» Work required
Convert the stretch of the data below, from the line containing "124, row 250." through the line containing "column 157, row 275", into a JSON list of strings with one string per line and no blank lines.

» Materials provided
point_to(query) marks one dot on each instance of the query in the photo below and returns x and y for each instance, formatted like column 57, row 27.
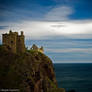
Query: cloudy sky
column 63, row 27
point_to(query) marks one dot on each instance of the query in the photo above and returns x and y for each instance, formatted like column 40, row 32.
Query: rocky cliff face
column 28, row 72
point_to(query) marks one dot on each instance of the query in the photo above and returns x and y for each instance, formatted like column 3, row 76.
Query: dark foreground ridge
column 31, row 71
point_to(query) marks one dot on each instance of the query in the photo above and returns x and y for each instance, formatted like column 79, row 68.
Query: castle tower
column 14, row 42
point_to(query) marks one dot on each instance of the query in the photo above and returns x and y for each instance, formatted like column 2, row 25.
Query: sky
column 63, row 27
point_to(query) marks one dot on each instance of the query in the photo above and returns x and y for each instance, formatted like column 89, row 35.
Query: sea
column 74, row 76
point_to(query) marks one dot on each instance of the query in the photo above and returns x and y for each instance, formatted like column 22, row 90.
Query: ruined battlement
column 14, row 42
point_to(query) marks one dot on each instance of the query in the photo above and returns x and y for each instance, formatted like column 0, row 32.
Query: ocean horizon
column 74, row 76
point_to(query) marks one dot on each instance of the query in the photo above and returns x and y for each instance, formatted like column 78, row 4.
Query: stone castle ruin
column 15, row 43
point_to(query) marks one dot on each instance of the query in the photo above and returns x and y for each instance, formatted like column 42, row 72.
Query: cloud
column 45, row 29
column 60, row 13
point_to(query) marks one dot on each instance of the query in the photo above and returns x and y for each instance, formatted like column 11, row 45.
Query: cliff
column 31, row 71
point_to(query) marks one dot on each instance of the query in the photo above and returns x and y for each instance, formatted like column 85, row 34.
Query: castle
column 15, row 43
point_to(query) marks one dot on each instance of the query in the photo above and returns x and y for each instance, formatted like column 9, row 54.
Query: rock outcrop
column 31, row 71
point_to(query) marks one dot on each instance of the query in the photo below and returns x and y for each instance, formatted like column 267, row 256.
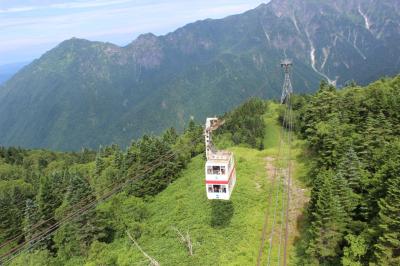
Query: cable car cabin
column 220, row 175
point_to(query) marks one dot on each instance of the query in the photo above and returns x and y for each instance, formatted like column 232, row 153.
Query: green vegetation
column 86, row 94
column 354, row 152
column 346, row 150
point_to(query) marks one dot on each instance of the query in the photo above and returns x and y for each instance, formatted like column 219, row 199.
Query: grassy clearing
column 184, row 205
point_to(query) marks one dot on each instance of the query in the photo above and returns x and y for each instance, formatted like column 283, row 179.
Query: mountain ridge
column 84, row 94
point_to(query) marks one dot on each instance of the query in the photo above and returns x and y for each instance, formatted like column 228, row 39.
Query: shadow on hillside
column 221, row 213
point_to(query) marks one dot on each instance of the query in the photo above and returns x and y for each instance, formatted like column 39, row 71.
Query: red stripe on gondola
column 221, row 182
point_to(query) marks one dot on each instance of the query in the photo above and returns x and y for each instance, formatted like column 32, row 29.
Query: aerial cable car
column 220, row 166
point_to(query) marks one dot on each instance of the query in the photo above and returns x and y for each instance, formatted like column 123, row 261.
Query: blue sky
column 28, row 28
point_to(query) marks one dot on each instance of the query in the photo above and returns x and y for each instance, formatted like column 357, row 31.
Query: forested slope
column 354, row 156
column 350, row 161
column 42, row 187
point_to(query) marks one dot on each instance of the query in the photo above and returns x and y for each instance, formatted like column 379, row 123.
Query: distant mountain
column 84, row 93
column 8, row 70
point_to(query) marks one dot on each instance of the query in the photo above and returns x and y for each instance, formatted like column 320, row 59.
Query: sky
column 28, row 28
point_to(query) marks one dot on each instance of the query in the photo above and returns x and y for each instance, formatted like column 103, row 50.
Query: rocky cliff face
column 85, row 93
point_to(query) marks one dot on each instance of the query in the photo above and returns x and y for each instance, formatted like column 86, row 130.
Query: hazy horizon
column 30, row 28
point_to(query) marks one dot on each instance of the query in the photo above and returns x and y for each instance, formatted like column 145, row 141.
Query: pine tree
column 387, row 250
column 31, row 218
column 328, row 223
column 75, row 237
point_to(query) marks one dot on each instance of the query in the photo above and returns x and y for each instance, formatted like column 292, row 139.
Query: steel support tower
column 287, row 89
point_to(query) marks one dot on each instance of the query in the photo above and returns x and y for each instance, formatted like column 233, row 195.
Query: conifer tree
column 387, row 250
column 31, row 218
column 328, row 223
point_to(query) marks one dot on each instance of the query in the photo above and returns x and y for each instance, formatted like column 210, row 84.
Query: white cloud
column 108, row 20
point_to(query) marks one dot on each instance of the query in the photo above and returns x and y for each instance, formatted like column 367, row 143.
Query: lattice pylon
column 287, row 89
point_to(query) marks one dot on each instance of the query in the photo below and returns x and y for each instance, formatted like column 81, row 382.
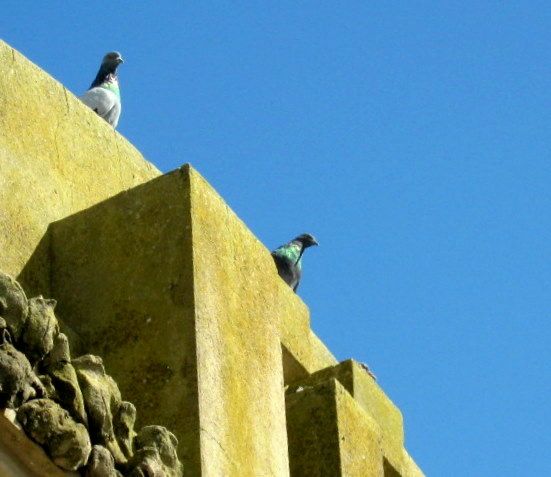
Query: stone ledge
column 368, row 394
column 57, row 157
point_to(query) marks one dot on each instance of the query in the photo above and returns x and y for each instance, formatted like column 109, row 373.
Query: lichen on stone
column 40, row 330
column 67, row 405
column 155, row 454
column 13, row 305
column 66, row 441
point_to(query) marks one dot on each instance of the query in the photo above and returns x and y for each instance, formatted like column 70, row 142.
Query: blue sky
column 412, row 138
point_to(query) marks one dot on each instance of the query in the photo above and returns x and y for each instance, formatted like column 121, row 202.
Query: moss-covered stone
column 64, row 379
column 18, row 382
column 57, row 157
column 13, row 305
column 41, row 328
column 102, row 400
column 64, row 440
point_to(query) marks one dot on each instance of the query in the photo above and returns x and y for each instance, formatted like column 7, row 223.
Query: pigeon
column 104, row 96
column 288, row 259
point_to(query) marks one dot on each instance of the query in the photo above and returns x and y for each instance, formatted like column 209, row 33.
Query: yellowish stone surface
column 56, row 157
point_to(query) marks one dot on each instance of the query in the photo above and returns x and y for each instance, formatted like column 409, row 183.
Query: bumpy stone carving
column 101, row 463
column 102, row 399
column 18, row 383
column 13, row 305
column 64, row 379
column 71, row 404
column 41, row 328
column 123, row 424
column 64, row 440
column 155, row 454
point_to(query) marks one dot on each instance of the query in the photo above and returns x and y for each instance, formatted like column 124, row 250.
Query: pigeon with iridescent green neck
column 104, row 95
column 288, row 259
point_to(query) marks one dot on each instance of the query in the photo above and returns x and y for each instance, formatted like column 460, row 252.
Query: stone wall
column 56, row 158
column 157, row 275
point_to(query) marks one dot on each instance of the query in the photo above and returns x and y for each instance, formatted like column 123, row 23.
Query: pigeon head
column 111, row 60
column 306, row 240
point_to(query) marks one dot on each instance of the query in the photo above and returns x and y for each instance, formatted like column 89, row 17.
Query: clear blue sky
column 412, row 138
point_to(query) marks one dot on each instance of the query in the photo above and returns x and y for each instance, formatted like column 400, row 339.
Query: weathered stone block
column 330, row 434
column 57, row 157
column 186, row 308
column 368, row 394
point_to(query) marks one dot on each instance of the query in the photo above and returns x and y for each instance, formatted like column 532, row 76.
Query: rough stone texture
column 41, row 328
column 57, row 157
column 123, row 424
column 155, row 454
column 186, row 326
column 330, row 434
column 102, row 400
column 18, row 383
column 21, row 457
column 63, row 378
column 373, row 400
column 100, row 463
column 13, row 303
column 64, row 440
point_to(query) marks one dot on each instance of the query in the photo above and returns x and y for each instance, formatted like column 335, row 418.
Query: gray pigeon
column 104, row 96
column 288, row 259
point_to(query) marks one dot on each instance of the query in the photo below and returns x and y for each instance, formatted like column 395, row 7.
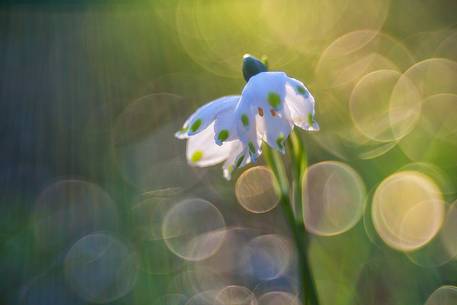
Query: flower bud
column 252, row 66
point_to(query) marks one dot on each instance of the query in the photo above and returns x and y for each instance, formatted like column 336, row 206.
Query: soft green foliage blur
column 93, row 92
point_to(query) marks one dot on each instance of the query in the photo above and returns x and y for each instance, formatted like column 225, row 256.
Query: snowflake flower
column 232, row 128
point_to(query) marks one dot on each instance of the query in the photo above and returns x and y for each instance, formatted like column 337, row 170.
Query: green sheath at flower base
column 274, row 100
column 245, row 120
column 196, row 156
column 196, row 125
column 239, row 161
column 223, row 135
column 252, row 66
column 280, row 141
column 310, row 119
column 251, row 148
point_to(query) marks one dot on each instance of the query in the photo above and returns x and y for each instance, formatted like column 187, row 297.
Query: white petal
column 202, row 151
column 299, row 105
column 238, row 158
column 266, row 90
column 225, row 128
column 206, row 114
column 245, row 119
column 276, row 130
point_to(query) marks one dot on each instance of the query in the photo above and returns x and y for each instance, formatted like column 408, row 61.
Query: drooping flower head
column 232, row 128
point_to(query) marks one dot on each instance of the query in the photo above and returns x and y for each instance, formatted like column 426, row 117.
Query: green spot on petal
column 196, row 156
column 310, row 119
column 223, row 135
column 251, row 147
column 280, row 141
column 196, row 125
column 274, row 100
column 244, row 120
column 300, row 89
column 239, row 161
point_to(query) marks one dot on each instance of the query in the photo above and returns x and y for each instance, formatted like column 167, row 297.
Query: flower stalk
column 308, row 292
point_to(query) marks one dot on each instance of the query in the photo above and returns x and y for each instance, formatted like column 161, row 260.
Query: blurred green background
column 98, row 204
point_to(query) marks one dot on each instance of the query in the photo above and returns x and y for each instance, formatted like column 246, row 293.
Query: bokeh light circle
column 407, row 210
column 437, row 128
column 236, row 295
column 267, row 257
column 333, row 198
column 100, row 268
column 193, row 229
column 382, row 108
column 441, row 249
column 278, row 298
column 445, row 295
column 255, row 190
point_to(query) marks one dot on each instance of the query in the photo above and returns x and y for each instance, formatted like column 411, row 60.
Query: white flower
column 232, row 128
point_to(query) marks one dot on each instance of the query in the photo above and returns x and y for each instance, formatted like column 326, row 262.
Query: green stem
column 308, row 295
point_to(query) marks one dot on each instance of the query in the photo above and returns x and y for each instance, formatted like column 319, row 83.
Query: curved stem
column 308, row 293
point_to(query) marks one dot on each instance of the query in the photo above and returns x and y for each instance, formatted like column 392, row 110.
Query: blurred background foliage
column 98, row 204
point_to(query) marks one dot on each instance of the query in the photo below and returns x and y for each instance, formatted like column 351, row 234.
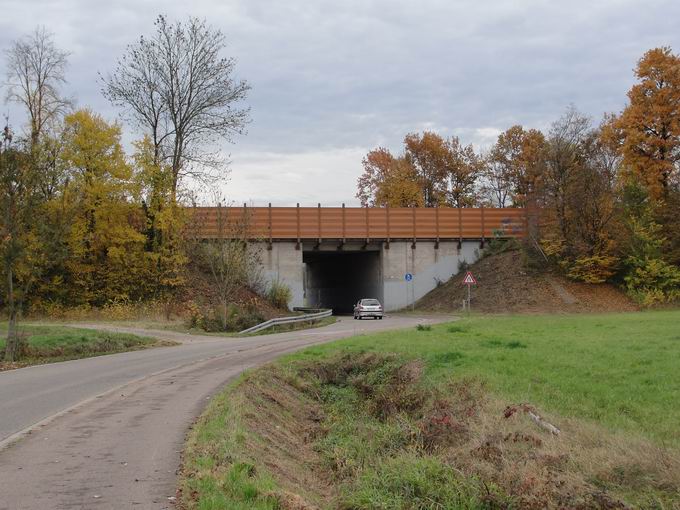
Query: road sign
column 469, row 279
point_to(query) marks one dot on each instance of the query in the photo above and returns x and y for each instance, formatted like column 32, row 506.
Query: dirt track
column 121, row 449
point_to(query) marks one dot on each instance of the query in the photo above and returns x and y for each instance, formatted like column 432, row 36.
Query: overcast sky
column 333, row 79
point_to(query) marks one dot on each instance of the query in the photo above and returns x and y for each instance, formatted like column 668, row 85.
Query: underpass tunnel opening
column 339, row 279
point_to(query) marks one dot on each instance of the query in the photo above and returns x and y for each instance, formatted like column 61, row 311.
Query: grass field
column 429, row 418
column 620, row 370
column 50, row 343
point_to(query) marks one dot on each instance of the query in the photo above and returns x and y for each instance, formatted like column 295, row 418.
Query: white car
column 368, row 307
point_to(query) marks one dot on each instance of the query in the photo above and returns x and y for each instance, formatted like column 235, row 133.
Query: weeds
column 350, row 430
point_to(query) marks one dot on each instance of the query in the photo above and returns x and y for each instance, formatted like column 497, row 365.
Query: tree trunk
column 12, row 343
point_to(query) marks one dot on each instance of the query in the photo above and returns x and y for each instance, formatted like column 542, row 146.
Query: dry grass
column 356, row 430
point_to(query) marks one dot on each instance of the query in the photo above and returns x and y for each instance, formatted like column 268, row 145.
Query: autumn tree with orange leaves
column 650, row 123
column 431, row 172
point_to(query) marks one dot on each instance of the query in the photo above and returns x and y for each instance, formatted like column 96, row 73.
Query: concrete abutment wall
column 337, row 275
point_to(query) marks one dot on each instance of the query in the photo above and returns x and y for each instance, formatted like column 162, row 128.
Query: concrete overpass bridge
column 333, row 256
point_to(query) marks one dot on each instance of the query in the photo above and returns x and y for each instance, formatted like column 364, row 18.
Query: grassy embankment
column 50, row 343
column 430, row 419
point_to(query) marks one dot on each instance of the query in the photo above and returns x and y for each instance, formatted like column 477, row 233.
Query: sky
column 332, row 80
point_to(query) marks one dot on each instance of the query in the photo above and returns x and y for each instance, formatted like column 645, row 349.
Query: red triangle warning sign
column 469, row 279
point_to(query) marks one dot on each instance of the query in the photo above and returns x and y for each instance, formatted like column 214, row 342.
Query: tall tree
column 428, row 154
column 35, row 72
column 517, row 157
column 388, row 181
column 181, row 91
column 106, row 259
column 650, row 124
column 20, row 201
column 462, row 170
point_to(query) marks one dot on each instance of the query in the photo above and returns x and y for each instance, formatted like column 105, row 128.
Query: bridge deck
column 365, row 223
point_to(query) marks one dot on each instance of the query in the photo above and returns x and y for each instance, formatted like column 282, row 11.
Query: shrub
column 593, row 269
column 279, row 294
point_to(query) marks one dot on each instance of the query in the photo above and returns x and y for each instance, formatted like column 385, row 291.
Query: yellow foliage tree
column 106, row 261
column 650, row 124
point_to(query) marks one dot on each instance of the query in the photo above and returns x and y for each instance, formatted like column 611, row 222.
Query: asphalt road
column 107, row 432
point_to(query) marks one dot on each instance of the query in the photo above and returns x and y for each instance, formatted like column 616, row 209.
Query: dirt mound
column 507, row 283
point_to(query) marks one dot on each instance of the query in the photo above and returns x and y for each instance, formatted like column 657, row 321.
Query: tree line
column 83, row 222
column 604, row 197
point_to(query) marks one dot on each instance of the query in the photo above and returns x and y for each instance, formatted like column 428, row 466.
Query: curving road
column 107, row 432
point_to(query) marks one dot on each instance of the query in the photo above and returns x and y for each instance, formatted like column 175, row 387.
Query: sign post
column 409, row 278
column 469, row 280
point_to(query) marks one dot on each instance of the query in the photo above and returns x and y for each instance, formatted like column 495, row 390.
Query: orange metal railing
column 365, row 223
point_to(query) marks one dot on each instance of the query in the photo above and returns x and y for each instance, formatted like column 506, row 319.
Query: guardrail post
column 436, row 220
column 387, row 217
column 460, row 228
column 318, row 218
column 270, row 227
column 483, row 229
column 342, row 243
column 368, row 235
column 413, row 244
column 297, row 212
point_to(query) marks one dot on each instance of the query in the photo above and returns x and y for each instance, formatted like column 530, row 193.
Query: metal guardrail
column 287, row 320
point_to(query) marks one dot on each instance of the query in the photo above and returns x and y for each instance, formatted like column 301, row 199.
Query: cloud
column 331, row 76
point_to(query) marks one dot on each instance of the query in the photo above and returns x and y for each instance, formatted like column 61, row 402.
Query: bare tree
column 180, row 90
column 496, row 180
column 231, row 261
column 35, row 72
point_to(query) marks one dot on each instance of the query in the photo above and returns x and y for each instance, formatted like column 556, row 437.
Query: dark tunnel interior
column 339, row 279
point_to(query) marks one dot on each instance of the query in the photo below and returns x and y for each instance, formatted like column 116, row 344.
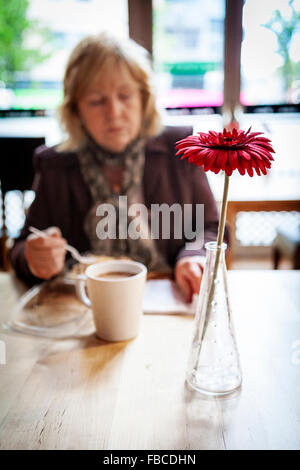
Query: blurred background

» Reply
[
  "point_to(query) marks one dot on each instance of the query in the photo above and returns x and y for each instance, formatted like column 124, row 250.",
  "Query: pigeon with iridescent green neck",
  "column 104, row 95",
  "column 288, row 259",
  "point_to(query) marks one dot on each instance of the query in the photo above and returns x and y for each instance, formatted like column 460, row 252.",
  "Query: stone wall",
  "column 56, row 158",
  "column 157, row 275"
]